/---
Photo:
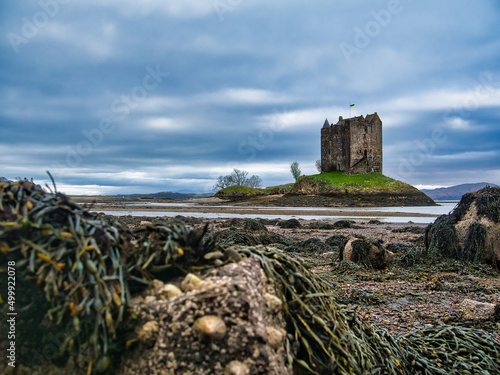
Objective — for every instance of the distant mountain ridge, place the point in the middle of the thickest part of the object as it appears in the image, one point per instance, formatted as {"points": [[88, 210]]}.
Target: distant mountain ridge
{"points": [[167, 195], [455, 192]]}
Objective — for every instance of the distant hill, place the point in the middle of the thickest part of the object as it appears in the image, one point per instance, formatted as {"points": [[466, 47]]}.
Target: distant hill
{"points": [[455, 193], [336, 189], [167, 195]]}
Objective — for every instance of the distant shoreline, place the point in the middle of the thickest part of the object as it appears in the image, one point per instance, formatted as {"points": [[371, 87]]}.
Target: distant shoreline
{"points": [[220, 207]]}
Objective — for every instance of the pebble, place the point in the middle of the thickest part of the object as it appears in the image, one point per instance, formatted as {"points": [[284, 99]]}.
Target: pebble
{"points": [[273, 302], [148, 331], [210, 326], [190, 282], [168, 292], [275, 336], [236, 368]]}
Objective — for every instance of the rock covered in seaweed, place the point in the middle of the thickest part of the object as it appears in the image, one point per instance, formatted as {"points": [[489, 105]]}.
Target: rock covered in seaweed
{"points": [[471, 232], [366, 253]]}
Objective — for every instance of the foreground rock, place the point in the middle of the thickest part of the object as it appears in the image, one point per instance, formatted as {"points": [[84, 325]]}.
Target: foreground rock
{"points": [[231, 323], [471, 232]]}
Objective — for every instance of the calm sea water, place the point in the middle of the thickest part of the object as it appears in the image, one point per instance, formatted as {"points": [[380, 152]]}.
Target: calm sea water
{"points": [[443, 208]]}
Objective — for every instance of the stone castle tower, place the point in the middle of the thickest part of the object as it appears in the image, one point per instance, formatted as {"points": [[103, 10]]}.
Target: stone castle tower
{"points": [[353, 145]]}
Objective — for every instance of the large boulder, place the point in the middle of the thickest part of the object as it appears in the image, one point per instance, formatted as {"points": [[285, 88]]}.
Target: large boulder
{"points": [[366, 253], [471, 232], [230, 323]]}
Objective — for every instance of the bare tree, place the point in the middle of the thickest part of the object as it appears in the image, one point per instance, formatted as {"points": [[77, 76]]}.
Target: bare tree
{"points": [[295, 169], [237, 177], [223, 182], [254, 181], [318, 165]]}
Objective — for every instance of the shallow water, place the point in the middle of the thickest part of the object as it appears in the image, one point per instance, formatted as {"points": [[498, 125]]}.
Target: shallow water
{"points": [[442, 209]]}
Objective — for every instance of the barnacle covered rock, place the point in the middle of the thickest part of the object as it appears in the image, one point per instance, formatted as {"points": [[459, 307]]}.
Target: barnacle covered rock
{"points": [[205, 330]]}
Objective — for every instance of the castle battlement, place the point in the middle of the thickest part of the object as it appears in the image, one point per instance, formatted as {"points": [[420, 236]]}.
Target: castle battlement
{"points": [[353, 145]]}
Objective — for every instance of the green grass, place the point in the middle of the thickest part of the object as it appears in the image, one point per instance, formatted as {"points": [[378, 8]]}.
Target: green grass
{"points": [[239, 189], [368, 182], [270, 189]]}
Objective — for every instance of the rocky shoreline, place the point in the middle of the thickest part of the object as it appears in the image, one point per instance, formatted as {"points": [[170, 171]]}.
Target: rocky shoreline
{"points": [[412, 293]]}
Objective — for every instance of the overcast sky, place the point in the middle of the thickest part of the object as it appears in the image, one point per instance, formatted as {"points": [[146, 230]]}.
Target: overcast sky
\---
* EXERCISE AIM
Please give the rows again from the line containing "Objective — for every instance of the barnacle" through the end of the rows, swapping "thickest part" for "widest part" and leaving everything else unchanged.

* COMPLETED EXERCISE
Objective — for every instance of the barnacle covered rock, place the point in the middle of the widest part of the object as it appears in the image, one point per instance, formatted as {"points": [[459, 307]]}.
Target: barnacle covered rock
{"points": [[205, 330]]}
Objective — for every instance of the castle battlement, place the point in the middle of the widest part of the object as it appears in the image, one point per instance, formatted as {"points": [[420, 236]]}.
Target: castle battlement
{"points": [[353, 145]]}
Objective — for every instance of the green grass, place the point in the middle of the widest part of the object as it appears in the image, one point per instance, formatted as {"points": [[378, 8]]}.
Target: green grass
{"points": [[239, 189], [368, 182], [270, 189]]}
Objective — for every instance of the rocky shoreline, place the point in the middle of the widest part of the object as it appears in the image, one point per instance, formatted as {"points": [[170, 171]]}.
Target: rocky shoreline
{"points": [[412, 293]]}
Objective — for every instance of the overcast sky, place the point in the middle of the widest part of the object as it appears in the image, one point per instance, formatted as {"points": [[146, 230]]}.
Target: overcast sky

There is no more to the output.